PROVIDED MATERIAL:
◆ ◆ ◆ ◆
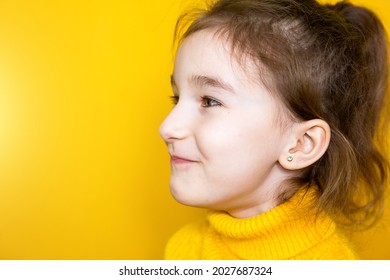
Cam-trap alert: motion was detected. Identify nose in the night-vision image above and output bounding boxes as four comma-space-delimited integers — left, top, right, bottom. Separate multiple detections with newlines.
◆ ◆ ◆ ◆
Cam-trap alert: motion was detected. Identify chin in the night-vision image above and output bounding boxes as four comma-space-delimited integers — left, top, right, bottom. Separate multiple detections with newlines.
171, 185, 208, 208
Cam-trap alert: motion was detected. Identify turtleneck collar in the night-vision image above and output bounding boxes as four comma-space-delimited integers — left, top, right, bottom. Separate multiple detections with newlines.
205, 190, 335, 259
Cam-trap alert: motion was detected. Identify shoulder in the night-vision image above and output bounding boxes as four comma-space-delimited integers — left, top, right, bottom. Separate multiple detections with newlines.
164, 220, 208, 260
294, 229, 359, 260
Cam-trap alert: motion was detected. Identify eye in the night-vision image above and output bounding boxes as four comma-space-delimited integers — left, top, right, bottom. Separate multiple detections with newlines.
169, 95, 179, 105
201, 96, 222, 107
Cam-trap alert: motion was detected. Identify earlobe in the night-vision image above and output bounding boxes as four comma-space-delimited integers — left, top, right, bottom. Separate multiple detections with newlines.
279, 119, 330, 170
◆ ◆ ◆ ◆
PROBLEM TO SOLVE:
Change "night-vision" to "infrared" in the records from the line containing "Cam-trap alert: motion was detected. Identify shoulder" through the line containing "294, 229, 359, 260", and reproduce only those lines with all else unchanged.

FINISHED TASK:
Cam-trap alert: motion was detected. Identify shoulder in the infrared image above and output bounding boxes as four comma-space-delimited integers — left, top, right, bottom. Separate multiple detections with newlines.
164, 220, 208, 260
294, 229, 359, 260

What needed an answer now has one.